EXERCISE DIRECTIONS - Return the records that follow, unchanged and complete.

○ ○ ○ ○ ○

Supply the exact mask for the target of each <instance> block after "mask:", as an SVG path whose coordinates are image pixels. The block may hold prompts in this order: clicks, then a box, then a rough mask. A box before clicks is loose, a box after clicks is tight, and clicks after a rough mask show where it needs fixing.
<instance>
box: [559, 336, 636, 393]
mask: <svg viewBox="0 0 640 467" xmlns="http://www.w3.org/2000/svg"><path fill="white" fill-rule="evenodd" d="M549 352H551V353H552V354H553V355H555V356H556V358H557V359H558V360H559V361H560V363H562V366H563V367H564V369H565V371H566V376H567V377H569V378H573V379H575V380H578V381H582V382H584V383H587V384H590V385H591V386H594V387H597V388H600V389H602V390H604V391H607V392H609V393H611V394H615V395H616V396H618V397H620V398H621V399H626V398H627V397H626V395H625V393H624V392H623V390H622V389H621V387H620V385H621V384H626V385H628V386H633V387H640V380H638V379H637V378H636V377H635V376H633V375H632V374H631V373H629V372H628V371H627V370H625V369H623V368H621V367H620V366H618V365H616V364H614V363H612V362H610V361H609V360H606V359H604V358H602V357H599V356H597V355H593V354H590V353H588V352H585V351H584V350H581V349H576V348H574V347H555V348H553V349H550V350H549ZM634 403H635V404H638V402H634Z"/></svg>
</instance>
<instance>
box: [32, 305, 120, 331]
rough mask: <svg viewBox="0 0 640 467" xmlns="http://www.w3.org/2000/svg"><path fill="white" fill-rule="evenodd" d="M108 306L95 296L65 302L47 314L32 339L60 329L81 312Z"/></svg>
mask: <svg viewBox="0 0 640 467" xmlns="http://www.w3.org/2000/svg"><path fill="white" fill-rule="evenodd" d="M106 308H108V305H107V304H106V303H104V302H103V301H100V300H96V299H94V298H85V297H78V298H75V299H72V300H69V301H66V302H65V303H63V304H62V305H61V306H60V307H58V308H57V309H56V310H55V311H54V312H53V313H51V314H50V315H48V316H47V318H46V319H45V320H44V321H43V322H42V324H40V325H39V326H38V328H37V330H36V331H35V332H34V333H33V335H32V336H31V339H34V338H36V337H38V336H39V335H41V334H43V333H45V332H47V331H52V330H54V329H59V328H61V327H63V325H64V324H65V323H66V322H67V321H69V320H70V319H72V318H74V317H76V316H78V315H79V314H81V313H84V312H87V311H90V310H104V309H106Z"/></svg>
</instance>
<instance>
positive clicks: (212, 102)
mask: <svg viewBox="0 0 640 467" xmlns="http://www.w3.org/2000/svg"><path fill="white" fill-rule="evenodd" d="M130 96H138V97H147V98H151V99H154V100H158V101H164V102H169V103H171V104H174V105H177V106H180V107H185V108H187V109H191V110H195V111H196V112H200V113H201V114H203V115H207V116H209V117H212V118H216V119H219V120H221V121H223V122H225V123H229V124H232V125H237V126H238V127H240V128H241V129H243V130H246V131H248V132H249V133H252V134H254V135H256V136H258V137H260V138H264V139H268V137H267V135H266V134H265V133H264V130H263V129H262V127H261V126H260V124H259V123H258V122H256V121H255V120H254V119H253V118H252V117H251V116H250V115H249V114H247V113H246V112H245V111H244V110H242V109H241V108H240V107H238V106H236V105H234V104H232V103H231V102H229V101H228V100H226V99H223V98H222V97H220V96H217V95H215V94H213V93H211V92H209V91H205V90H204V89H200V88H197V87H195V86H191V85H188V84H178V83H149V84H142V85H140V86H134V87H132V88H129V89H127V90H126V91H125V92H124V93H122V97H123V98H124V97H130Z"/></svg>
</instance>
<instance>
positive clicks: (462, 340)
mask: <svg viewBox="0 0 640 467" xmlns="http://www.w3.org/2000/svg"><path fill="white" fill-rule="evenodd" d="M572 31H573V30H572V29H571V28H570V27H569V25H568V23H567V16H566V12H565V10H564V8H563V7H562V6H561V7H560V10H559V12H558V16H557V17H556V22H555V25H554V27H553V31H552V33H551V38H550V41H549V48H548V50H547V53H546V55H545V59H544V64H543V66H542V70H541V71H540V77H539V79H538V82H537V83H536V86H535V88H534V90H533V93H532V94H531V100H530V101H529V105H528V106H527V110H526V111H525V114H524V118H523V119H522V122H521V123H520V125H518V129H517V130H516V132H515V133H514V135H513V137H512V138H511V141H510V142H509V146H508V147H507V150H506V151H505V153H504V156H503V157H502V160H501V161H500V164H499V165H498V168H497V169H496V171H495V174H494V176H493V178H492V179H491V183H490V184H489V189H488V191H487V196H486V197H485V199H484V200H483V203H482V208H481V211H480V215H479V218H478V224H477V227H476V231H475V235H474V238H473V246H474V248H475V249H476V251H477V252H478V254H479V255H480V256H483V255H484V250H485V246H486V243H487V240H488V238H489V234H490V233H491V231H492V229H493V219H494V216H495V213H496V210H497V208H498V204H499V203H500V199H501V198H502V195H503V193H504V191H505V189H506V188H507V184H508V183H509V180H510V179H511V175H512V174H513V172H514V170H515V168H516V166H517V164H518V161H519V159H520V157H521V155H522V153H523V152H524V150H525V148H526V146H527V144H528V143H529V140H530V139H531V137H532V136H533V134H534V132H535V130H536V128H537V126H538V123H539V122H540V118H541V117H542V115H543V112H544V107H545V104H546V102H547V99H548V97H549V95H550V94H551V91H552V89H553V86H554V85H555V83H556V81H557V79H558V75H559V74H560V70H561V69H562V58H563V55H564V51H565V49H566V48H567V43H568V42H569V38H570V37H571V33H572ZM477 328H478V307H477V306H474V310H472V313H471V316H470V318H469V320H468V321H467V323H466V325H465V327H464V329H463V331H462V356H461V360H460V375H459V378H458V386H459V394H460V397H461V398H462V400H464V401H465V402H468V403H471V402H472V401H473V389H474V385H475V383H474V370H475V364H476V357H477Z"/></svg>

○ ○ ○ ○ ○

OUTPUT -
Supply the exact mask for the target of each <instance> block after "mask:", as an SVG path whose coordinates are image pixels. The block may hold prompts in this order: clicks, then a box, then a rough mask. A box before clicks is loose, a box after clicks is tight, and clicks after a rough mask show where it needs fixing.
<instance>
box: [559, 336, 636, 393]
mask: <svg viewBox="0 0 640 467" xmlns="http://www.w3.org/2000/svg"><path fill="white" fill-rule="evenodd" d="M549 352H551V353H552V354H553V355H555V356H556V358H557V359H558V360H559V361H560V363H562V366H563V367H564V369H565V371H566V376H567V377H569V378H573V379H575V380H578V381H582V382H584V383H587V384H590V385H591V386H594V387H597V388H600V389H602V390H604V391H607V392H609V393H611V394H615V395H616V396H618V397H620V398H621V399H626V398H627V397H626V395H625V393H624V392H623V390H622V389H621V387H620V385H621V384H626V385H628V386H633V387H640V380H638V379H637V378H636V377H635V376H633V375H632V374H631V373H629V372H628V371H627V370H625V369H623V368H621V367H620V366H618V365H616V364H614V363H612V362H610V361H609V360H606V359H604V358H602V357H599V356H597V355H593V354H590V353H588V352H585V351H584V350H581V349H576V348H574V347H555V348H553V349H550V350H549ZM634 403H635V404H638V402H634Z"/></svg>
</instance>
<instance>
box: [32, 305, 120, 331]
rough mask: <svg viewBox="0 0 640 467" xmlns="http://www.w3.org/2000/svg"><path fill="white" fill-rule="evenodd" d="M108 306L95 296L65 302L47 314L32 339L60 329L81 312Z"/></svg>
mask: <svg viewBox="0 0 640 467" xmlns="http://www.w3.org/2000/svg"><path fill="white" fill-rule="evenodd" d="M106 308H108V305H107V304H106V303H104V302H103V301H100V300H96V299H94V298H85V297H78V298H75V299H72V300H69V301H66V302H65V303H63V304H62V305H61V306H60V307H58V308H57V309H56V310H55V311H54V312H53V313H51V314H50V315H48V316H47V318H46V319H45V320H44V321H43V322H42V324H40V325H39V326H38V328H37V330H36V331H35V332H34V333H33V335H32V336H31V339H34V338H36V337H38V336H39V335H41V334H43V333H45V332H47V331H52V330H54V329H59V328H61V327H63V325H64V324H65V323H66V322H67V321H69V320H70V319H72V318H74V317H76V316H78V315H79V314H81V313H84V312H87V311H90V310H104V309H106Z"/></svg>
</instance>
<instance>
positive clicks: (212, 102)
mask: <svg viewBox="0 0 640 467" xmlns="http://www.w3.org/2000/svg"><path fill="white" fill-rule="evenodd" d="M130 96H138V97H147V98H151V99H154V100H158V101H164V102H169V103H171V104H174V105H177V106H180V107H185V108H187V109H191V110H195V111H196V112H200V113H201V114H203V115H207V116H209V117H212V118H216V119H219V120H221V121H223V122H225V123H229V124H232V125H237V126H238V127H240V128H241V129H243V130H246V131H248V132H249V133H252V134H254V135H256V136H258V137H260V138H264V139H268V137H267V135H266V134H265V133H264V130H263V129H262V127H261V126H260V124H259V123H258V122H256V121H255V120H254V119H253V118H252V117H251V116H250V115H249V114H247V113H246V112H245V111H244V110H242V109H241V108H240V107H238V106H236V105H234V104H232V103H231V102H229V101H228V100H226V99H223V98H222V97H220V96H217V95H215V94H213V93H211V92H209V91H205V90H204V89H200V88H197V87H195V86H191V85H188V84H178V83H149V84H142V85H140V86H134V87H132V88H129V89H127V90H126V91H125V92H124V93H122V97H123V98H124V97H130Z"/></svg>
</instance>
<instance>
positive clicks: (462, 340)
mask: <svg viewBox="0 0 640 467" xmlns="http://www.w3.org/2000/svg"><path fill="white" fill-rule="evenodd" d="M572 31H573V30H572V29H571V28H570V27H569V25H568V23H567V16H566V12H565V10H564V8H563V7H562V6H561V7H560V10H559V12H558V16H557V17H556V22H555V25H554V27H553V31H552V33H551V38H550V41H549V48H548V50H547V53H546V55H545V59H544V64H543V66H542V70H541V71H540V77H539V79H538V82H537V83H536V86H535V88H534V90H533V93H532V94H531V100H530V101H529V105H528V106H527V110H526V111H525V114H524V118H523V119H522V122H521V123H520V125H518V129H517V130H516V132H515V133H514V135H513V137H512V138H511V141H510V142H509V146H508V147H507V150H506V151H505V153H504V156H503V157H502V160H501V161H500V164H499V165H498V168H497V169H496V171H495V174H494V176H493V178H492V179H491V183H490V184H489V189H488V191H487V196H486V197H485V199H484V200H483V203H482V208H481V211H480V215H479V218H478V224H477V227H476V231H475V235H474V238H473V246H474V248H475V249H476V251H477V252H478V254H479V255H480V256H483V255H484V250H485V246H486V243H487V240H488V238H489V234H490V233H491V231H492V229H493V219H494V216H495V213H496V210H497V208H498V204H499V203H500V199H501V198H502V195H503V193H504V191H505V189H506V188H507V184H508V183H509V180H510V179H511V175H512V174H513V172H514V170H515V168H516V166H517V164H518V161H519V159H520V157H521V155H522V153H523V152H524V150H525V148H526V146H527V144H528V143H529V140H530V139H531V137H532V136H533V134H534V132H535V130H536V128H537V126H538V123H539V122H540V118H541V117H542V115H543V112H544V107H545V104H546V102H547V99H548V97H549V95H550V94H551V91H552V89H553V86H554V85H555V83H556V81H557V79H558V75H559V74H560V70H561V69H562V58H563V55H564V51H565V49H566V48H567V43H568V42H569V38H570V37H571V33H572ZM477 328H478V307H477V306H474V310H472V313H471V316H470V318H469V320H468V321H467V323H466V325H465V327H464V329H463V331H462V356H461V360H460V375H459V378H458V386H459V394H460V397H461V398H462V400H464V401H465V402H468V403H471V402H472V401H473V389H474V385H475V383H474V370H475V364H476V357H477Z"/></svg>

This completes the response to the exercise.